▶ **Work order 1**
Reproduce the part of the Bahamian pygmy boa passage that opens with the words containing "- Conservation status: VU" and closes with "in the Bahamas.".
▶ **Work order 2**
Answer these questions from the Bahamian pygmy boa passage:
(a) On which island is the species endemic?
(b) Between what lengths does the snake's total length average?
(c) What color is the tip of its tail?
▶ **Work order 3**
Write the next part of the Bahamian pygmy boa passage, starting after its last sentence.

▶ **Supplied text**
Scientific classification
- Kingdom: Animalia
- Phylum: Chordata
- Class: Reptilia
- Order: Squamata
- Suborder: Serpentes
- Family: Tropidophiidae
- Genus: Tropidophis
- Species: T. canus
- Binomial name: Tropidophis canus (Cope, 1868)
- Synonyms: Ungalia cana Cope, 1868; Tropidophis canus — Schwartz & Henderson, 1991;

= Bahamian pygmy boa constrictor =

- Genus: Tropidophis
- Species: canus
- Authority: (Cope, 1868)
- Conservation status: VU
- Synonyms: Ungalia cana , Cope, 1868, Tropidophis canus , — Schwartz & Henderson, 1991

Special species of snake

The Bahamian pygmy boa constrictor (Tropidophis canus), also known as the Inagua trope or Bahama wood snake, is a species of nonvenomous snake in the family Tropidophiidae. The species is endemic to Great Inagua Island in the Bahamas.

==Description==
Like all species of pygmy boas the Bahamian pygmy boa is a rather small snake averaging between 30 cm and 60 cm in total length. The snake has the ability to change color through the movement of its dark pigment granules. Depending on the time of the day, a light or dark color may provide better camouflage. The Bahamian pygmy boa has a yellow-orange tail tip, which is likely used to lure unsuspecting prey.

▶ **Provided data**
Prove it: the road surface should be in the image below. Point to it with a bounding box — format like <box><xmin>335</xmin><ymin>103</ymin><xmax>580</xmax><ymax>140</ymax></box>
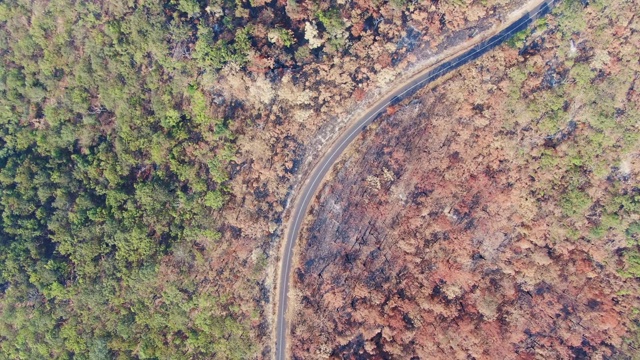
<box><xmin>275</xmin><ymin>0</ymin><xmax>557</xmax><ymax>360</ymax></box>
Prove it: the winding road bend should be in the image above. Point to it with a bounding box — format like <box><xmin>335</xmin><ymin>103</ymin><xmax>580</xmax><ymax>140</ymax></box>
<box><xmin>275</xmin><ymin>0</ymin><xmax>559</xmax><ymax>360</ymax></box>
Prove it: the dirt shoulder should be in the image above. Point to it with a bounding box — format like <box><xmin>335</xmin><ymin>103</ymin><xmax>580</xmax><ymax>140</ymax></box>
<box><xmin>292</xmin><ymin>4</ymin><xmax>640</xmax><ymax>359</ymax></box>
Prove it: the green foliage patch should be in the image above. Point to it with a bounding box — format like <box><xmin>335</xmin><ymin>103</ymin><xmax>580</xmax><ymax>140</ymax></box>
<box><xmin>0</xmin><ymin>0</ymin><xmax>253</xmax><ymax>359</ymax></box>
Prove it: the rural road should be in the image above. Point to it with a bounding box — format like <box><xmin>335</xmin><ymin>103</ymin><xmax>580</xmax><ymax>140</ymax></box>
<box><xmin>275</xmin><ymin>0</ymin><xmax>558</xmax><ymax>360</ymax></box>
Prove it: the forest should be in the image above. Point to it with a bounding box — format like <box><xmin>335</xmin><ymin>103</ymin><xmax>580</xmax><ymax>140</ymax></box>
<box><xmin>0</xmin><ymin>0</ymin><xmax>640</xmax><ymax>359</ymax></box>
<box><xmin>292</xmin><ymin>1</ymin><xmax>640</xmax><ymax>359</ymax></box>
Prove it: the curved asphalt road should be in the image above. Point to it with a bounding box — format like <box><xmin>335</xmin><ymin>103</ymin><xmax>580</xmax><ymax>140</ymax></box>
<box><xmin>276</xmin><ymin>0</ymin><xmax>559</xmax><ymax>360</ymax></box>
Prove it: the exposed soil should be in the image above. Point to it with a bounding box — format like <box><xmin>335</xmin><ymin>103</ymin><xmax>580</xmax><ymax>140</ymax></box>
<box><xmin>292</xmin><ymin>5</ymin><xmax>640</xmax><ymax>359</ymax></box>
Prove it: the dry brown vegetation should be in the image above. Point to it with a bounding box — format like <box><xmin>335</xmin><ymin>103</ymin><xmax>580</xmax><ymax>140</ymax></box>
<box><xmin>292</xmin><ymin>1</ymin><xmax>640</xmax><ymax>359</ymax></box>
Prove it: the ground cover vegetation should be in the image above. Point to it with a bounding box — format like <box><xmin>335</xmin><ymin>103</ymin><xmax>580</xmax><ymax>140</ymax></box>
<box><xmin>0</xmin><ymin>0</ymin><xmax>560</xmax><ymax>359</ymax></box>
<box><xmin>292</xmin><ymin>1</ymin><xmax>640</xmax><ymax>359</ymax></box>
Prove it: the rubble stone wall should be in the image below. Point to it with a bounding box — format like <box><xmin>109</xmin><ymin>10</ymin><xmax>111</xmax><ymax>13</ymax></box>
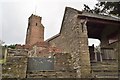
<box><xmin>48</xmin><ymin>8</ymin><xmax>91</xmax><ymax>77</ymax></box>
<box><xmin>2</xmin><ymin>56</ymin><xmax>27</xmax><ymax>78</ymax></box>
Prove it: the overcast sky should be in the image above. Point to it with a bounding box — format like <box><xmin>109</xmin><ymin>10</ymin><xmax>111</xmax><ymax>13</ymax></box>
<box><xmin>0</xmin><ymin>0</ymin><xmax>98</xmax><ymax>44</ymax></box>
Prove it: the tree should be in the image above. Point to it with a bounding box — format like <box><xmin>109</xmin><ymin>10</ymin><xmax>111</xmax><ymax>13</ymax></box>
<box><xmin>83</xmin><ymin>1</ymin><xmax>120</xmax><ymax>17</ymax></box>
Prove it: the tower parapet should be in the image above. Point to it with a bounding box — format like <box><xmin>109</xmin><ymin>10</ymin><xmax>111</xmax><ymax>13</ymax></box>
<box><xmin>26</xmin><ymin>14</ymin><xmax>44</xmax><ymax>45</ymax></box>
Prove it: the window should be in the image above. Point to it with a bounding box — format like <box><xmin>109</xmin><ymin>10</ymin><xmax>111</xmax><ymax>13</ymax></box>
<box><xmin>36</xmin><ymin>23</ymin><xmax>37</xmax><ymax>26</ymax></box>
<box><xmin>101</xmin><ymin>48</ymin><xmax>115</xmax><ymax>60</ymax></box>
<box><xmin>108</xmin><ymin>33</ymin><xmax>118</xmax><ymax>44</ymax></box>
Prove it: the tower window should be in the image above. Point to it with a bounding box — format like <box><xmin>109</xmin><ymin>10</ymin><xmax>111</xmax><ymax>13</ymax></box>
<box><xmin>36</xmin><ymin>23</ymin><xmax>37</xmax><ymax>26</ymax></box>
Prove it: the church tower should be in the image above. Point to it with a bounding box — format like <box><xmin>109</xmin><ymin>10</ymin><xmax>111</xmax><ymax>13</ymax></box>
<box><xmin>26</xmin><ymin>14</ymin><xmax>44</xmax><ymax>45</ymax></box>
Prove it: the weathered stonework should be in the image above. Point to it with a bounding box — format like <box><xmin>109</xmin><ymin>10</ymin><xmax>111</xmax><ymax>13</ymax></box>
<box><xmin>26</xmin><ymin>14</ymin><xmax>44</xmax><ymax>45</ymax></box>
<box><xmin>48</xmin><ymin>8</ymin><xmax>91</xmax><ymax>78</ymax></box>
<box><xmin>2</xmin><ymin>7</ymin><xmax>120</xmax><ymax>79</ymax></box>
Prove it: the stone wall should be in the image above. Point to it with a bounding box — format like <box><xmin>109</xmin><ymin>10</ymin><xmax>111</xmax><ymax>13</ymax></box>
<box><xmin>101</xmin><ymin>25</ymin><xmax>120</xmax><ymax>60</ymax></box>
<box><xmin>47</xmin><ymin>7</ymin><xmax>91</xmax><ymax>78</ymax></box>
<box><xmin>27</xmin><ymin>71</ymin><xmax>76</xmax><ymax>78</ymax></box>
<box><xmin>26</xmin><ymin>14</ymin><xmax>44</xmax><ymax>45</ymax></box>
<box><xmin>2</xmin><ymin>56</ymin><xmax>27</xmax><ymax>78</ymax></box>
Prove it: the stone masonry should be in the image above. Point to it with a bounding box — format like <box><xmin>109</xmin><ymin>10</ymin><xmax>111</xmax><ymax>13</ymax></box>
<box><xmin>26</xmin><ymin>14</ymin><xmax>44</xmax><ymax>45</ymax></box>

▶ **Exercise output 1**
- Conservation status: VU
- Synonyms: Ungalia cana , Cope, 1868, Tropidophis canus , — Schwartz & Henderson, 1991

Special species of snake

The Bahamian pygmy boa constrictor (Tropidophis canus), also known as the Inagua trope or Bahama wood snake, is a species of nonvenomous snake in the family Tropidophiidae. The species is endemic to Great Inagua Island in the Bahamas.

▶ **Exercise output 2**
(a) Great Inagua Island in the Bahamas
(b) Between 30 cm and 60 cm
(c) Yellow-orange

▶ **Exercise output 3**
==Behavior==
The Bahamian pygmy boa is mostly inactive during daytime hours, usually coming out at night. Most dwarf boas are terrestrial, meaning they live and breathe on earth, and rest underground or in vegetation. A few have adapted to being arboreal. Young boas live in trees and shrubs and feed mostly on anole lizards. Adult boas feed on frogs, birds and rats. If threatened, the snake has been observed to coil up into a tight ball similar to that of a ball python. On Andros Island the species is known as the "shame snake" because of this defensive tactic. It also has the ability to voluntarily bleed from its eyes, mouth, and nostrils.